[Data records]
━━━━━━━━━━━━━━━━

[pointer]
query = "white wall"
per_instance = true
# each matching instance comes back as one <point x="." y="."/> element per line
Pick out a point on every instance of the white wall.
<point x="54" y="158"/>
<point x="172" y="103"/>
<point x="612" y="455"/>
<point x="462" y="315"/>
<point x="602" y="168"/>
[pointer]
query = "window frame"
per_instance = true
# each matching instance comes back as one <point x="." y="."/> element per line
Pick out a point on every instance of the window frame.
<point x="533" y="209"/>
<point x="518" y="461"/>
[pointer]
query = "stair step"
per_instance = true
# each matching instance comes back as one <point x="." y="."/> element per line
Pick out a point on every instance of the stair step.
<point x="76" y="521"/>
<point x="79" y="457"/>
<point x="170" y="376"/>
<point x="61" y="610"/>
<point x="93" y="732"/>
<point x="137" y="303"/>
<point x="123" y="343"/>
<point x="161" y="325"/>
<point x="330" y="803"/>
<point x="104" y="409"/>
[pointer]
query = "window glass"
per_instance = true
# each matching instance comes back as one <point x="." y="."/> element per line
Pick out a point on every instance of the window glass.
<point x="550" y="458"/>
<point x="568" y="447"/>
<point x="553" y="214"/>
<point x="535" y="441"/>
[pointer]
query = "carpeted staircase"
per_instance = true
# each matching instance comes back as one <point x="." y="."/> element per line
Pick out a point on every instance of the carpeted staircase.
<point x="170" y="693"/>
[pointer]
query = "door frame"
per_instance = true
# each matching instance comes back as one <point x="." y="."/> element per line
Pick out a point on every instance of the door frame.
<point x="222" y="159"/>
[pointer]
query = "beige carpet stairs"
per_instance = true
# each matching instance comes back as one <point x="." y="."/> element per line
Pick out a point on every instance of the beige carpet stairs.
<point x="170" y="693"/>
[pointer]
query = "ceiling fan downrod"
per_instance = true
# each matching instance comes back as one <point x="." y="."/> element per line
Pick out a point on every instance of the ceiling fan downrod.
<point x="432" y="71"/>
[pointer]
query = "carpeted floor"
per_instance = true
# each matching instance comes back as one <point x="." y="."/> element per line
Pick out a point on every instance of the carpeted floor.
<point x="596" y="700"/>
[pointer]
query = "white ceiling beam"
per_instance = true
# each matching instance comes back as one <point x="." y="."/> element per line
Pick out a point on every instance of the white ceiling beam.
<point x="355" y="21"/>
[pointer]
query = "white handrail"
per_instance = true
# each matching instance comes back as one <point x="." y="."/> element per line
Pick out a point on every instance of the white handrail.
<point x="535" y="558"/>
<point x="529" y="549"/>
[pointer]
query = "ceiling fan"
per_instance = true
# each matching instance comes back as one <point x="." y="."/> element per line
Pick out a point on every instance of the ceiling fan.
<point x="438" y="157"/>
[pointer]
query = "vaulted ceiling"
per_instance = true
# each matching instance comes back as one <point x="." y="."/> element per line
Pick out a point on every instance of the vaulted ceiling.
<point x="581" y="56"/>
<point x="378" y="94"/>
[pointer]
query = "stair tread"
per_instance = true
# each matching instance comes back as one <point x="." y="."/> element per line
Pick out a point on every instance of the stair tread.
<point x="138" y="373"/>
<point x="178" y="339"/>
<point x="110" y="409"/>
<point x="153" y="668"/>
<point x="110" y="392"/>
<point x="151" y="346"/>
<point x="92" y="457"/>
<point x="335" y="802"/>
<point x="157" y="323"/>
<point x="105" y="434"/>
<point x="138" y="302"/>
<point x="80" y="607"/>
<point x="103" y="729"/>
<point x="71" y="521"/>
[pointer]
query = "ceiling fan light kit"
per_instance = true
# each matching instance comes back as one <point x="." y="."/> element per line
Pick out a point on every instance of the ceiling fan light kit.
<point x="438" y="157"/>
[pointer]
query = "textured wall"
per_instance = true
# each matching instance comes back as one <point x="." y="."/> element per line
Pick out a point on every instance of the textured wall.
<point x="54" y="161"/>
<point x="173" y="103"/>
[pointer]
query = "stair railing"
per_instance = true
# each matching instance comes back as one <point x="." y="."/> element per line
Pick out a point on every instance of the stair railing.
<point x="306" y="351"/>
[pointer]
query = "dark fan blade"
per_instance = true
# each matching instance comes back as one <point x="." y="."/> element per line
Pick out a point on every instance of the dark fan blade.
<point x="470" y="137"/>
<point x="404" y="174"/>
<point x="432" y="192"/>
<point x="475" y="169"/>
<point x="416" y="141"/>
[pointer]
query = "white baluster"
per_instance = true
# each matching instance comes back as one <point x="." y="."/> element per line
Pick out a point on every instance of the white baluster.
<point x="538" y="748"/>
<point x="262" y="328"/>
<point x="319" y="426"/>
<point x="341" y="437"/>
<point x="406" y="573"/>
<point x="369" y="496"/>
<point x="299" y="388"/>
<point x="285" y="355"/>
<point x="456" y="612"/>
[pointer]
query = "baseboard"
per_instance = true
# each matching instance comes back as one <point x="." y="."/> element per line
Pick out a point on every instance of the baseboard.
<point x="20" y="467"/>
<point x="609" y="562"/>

━━━━━━━━━━━━━━━━

◆ **Exercise**: All of the records above should be repeated exactly.

◆ **Task result**:
[pointer]
query = "white wall"
per_instance = true
# each matching instance comes back as one <point x="." y="."/> element per line
Pick out a point on every instance of the white wall.
<point x="54" y="158"/>
<point x="172" y="103"/>
<point x="612" y="455"/>
<point x="462" y="315"/>
<point x="602" y="168"/>
[pointer]
query = "window frame"
per_instance = true
# each matching instance comes back as one <point x="." y="."/> element per line
Pick out a point on every instance of the window frame.
<point x="533" y="209"/>
<point x="518" y="461"/>
[pointer]
query = "stair step"
per_instance = true
# each matching instance comes back as one <point x="." y="."/> element per line
Pick out a point on every instance of the stair step.
<point x="76" y="521"/>
<point x="79" y="457"/>
<point x="170" y="376"/>
<point x="61" y="610"/>
<point x="93" y="732"/>
<point x="137" y="303"/>
<point x="123" y="343"/>
<point x="161" y="325"/>
<point x="330" y="803"/>
<point x="104" y="409"/>
[pointer]
query = "window glass"
per_instance = true
# each matching instance comes back as one <point x="." y="."/> element per line
Pick out a point on every instance of the window glass.
<point x="550" y="458"/>
<point x="568" y="447"/>
<point x="553" y="214"/>
<point x="535" y="441"/>
[pointer]
query = "carpeted staircase"
per_instance = true
# each matching instance comes back as one <point x="." y="."/> element per line
Pick out a point on every instance of the carpeted staircase.
<point x="170" y="693"/>
[pointer]
query = "door frame"
per_instance = true
# each matching instance comes back as one <point x="." y="."/> element per line
Pick out a point on every instance of the door frame.
<point x="222" y="159"/>
[pointer]
query = "beige carpet stairs"
per_instance = true
# each matching instance comes back as one <point x="." y="."/> element per line
Pick out a point on every instance of the beige carpet stairs.
<point x="170" y="693"/>
[pointer]
query = "ceiling fan downrod"
per_instance = true
# each matching instance comes back as one <point x="." y="."/> element per line
Pick out a point on every instance of the ceiling fan downrod.
<point x="432" y="71"/>
[pointer]
query = "carpeted floor"
per_instance = true
# each matching instance comes back as one <point x="." y="."/> element per line
Pick out a point on every instance of the carpeted floor.
<point x="596" y="700"/>
[pointer]
query = "white ceiling beam"
per_instance = true
# each matching instance comes back as one <point x="." y="."/> element per line
Pick out a point on every instance of the white ceiling beam.
<point x="355" y="21"/>
[pointer]
query = "white handrail"
per_instance = true
# each matching instance comes back as one <point x="." y="."/> element per line
Pick out a point on every instance of the white handrail.
<point x="535" y="558"/>
<point x="529" y="549"/>
[pointer]
query = "ceiling fan"
per_instance = true
# each matching instance comes back as one <point x="." y="."/> element per line
Pick out a point on every instance of the ceiling fan.
<point x="438" y="157"/>
[pointer]
query = "vaulted ceiling"
per_instance = true
# each matching instance comes back as one <point x="." y="."/> element per line
Pick out a point on every instance of the vaulted ceiling.
<point x="581" y="56"/>
<point x="378" y="94"/>
[pointer]
query = "stair tread"
per_instance = true
# each matching instance comes back as one <point x="." y="."/> element per line
Pick out a point on every instance of the stair tread.
<point x="138" y="373"/>
<point x="178" y="339"/>
<point x="110" y="409"/>
<point x="153" y="668"/>
<point x="110" y="392"/>
<point x="151" y="346"/>
<point x="92" y="457"/>
<point x="335" y="802"/>
<point x="157" y="323"/>
<point x="105" y="434"/>
<point x="138" y="302"/>
<point x="80" y="607"/>
<point x="103" y="729"/>
<point x="71" y="521"/>
[pointer]
query = "ceiling fan light kit"
per_instance = true
# each matching instance comes back as one <point x="." y="."/> element per line
Pick out a point on every instance of the ceiling fan light kit.
<point x="438" y="157"/>
[pointer]
query = "textured wall"
per_instance = true
# each matching instance comes back as one <point x="." y="."/> element per line
Pick out a point on every instance of the textured wall.
<point x="54" y="161"/>
<point x="173" y="103"/>
[pointer]
query = "stair railing"
per_instance = true
# each matching instance comes back as one <point x="." y="."/> element per line
Pick out a point on every instance of the stair railing.
<point x="306" y="351"/>
[pointer]
query = "dark fan blade"
per_instance = true
# each matching instance comes back as one <point x="." y="."/> element per line
Pick out a point on every instance of the dark fan blade.
<point x="470" y="137"/>
<point x="404" y="174"/>
<point x="432" y="192"/>
<point x="475" y="169"/>
<point x="416" y="141"/>
[pointer]
query = "white baluster"
per_instance = true
# each matching instance comes back as one <point x="." y="."/> element per line
Pick out a point on every instance of the white baluster.
<point x="538" y="748"/>
<point x="262" y="328"/>
<point x="319" y="426"/>
<point x="341" y="437"/>
<point x="406" y="573"/>
<point x="369" y="496"/>
<point x="299" y="388"/>
<point x="285" y="355"/>
<point x="456" y="612"/>
[pointer]
query = "baseboard"
per_instance = true
# each matching instance comes back as one <point x="." y="."/> element per line
Pick out a point on every instance of the baseboard.
<point x="20" y="467"/>
<point x="609" y="562"/>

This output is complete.